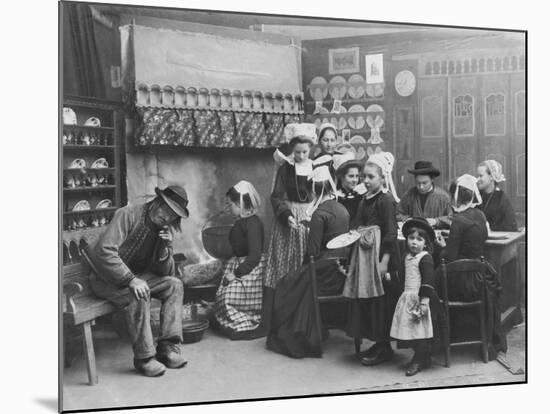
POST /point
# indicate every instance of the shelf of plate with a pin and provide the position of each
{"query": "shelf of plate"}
(91, 211)
(347, 101)
(87, 170)
(80, 147)
(97, 188)
(88, 128)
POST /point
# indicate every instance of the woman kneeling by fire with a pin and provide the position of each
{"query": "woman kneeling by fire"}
(239, 297)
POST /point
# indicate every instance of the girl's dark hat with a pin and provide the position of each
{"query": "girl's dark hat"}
(176, 198)
(424, 168)
(418, 222)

* GOAL: Rewrite the whole listing above with "indicate" swapped for "mark" everywhere it occurs, and change nothing else. Leave the pictures out.

* TASK ANSWER:
POST /point
# mark every instance of the shelf of plate with a pin and provide the position of each
{"query": "shelf of plate"}
(91, 211)
(347, 101)
(87, 170)
(80, 147)
(97, 188)
(88, 128)
POST /point
# mark every instance of the woman kneeling by fire with a pin and provide the position of each
{"query": "woman kneeling by fire"}
(239, 297)
POST /point
# mark every instance of the girl's dark hat with a pin and provide the position of each
{"query": "girl's dark hat"}
(176, 198)
(424, 168)
(418, 222)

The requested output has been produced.